**The task:**
Convert the entries into a Markdown table with two columns, Row and Line. Start at the line containing "of the utility" and end at the final line of the entries, giving each line its own numbered row and leaving out blank lines.

##### Recorded information #####

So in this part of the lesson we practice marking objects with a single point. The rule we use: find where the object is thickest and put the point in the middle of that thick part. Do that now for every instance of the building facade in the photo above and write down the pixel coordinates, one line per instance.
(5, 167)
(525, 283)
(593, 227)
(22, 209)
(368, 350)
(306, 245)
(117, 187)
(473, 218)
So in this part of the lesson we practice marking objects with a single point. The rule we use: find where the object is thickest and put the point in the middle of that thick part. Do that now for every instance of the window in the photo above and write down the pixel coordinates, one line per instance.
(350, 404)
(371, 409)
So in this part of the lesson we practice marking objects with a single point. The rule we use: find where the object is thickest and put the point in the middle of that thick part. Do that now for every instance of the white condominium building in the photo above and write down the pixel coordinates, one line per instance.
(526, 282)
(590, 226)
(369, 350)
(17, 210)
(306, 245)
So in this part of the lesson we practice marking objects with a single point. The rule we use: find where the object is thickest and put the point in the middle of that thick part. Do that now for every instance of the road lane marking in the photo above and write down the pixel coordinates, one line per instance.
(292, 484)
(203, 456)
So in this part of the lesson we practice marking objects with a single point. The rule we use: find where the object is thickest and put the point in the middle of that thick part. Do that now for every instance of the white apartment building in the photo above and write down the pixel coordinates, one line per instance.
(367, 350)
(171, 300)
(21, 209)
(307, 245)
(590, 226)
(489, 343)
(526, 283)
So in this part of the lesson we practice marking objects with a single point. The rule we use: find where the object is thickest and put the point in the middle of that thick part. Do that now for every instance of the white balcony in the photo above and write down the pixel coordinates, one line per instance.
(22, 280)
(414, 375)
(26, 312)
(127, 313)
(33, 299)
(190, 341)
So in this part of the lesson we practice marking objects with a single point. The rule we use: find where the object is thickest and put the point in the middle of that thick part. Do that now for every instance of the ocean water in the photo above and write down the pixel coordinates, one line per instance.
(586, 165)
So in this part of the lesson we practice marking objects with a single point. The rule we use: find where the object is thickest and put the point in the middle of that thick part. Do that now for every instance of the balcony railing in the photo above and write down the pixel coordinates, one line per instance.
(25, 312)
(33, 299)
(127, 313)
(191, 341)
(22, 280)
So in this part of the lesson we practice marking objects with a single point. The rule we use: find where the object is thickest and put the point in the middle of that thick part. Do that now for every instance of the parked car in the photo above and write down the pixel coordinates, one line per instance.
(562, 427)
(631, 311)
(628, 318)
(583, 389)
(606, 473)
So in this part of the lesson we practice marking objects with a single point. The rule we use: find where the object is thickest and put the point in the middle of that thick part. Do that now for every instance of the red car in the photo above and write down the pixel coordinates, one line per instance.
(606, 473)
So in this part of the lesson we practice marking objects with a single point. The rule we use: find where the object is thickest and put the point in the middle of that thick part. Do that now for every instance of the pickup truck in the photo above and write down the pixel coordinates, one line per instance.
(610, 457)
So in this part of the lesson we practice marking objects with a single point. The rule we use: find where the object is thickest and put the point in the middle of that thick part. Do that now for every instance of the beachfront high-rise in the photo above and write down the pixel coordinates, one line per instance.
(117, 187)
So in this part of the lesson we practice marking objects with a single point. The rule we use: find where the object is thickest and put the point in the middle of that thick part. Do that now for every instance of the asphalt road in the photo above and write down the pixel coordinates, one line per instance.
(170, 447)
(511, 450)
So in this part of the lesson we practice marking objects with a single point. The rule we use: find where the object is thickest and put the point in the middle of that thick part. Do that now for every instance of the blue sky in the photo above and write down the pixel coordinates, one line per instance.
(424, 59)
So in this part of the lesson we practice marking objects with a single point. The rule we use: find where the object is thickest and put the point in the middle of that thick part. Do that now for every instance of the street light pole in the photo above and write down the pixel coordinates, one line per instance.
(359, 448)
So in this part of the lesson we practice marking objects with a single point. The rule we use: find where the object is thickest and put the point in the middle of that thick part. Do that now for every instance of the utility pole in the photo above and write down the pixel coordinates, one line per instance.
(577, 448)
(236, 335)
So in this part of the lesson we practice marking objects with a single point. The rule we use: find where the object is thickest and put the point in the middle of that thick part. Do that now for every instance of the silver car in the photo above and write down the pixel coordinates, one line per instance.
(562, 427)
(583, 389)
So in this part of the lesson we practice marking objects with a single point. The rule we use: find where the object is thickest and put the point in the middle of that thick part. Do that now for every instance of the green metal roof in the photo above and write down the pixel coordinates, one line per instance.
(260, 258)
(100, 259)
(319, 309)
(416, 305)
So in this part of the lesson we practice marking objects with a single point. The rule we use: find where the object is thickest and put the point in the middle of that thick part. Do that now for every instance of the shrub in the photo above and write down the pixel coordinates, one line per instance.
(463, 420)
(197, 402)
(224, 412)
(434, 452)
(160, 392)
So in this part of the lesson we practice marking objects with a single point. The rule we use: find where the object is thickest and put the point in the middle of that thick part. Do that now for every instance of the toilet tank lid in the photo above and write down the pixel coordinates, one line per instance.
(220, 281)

#####

**Task solution:**
| Row | Line |
|---|---|
| 1 | So in this part of the lesson we practice marking objects with a single point. The rule we use: find where the object is thickest and put the point in the middle of that thick part. Do that now for every instance of the utility pole in the photo above and write down the pixel coordinates, one line per instance. |
| 2 | (577, 448) |
| 3 | (236, 335) |
| 4 | So in this part of the lesson we practice marking objects with a single point. The rule we use: find where the object is thickest and put the point in the middle of that thick part. Do that now for every instance of the silver car in the photo above and write down the pixel coordinates, one line per instance. |
| 5 | (562, 427) |
| 6 | (583, 389) |
| 7 | So in this part of the lesson we practice marking objects with a single point. The rule we use: find where the object is thickest and put the point in the middle of that thick part. Do that now for every instance of the green metal roof in the photo above and write down the pixel coordinates, one line per instance. |
| 8 | (260, 258) |
| 9 | (100, 259) |
| 10 | (319, 309) |
| 11 | (416, 305) |
| 12 | So in this part of the lesson we practice marking objects with a single point. The rule we use: find where the object is thickest and put the point in the middle of that thick part. Do that now for every instance of the shrub in the photo above and write down the pixel coordinates, one line per instance. |
| 13 | (463, 420) |
| 14 | (197, 402) |
| 15 | (224, 412) |
| 16 | (434, 452) |
| 17 | (160, 392) |
| 18 | So in this part of the lesson we practice marking objects with a single point. The rule we use: find where the object is thickest and put the point in the middle of that thick part. Do that now for every instance of the toilet tank lid in the photo above and write down the pixel coordinates, one line per instance. |
| 19 | (220, 281) |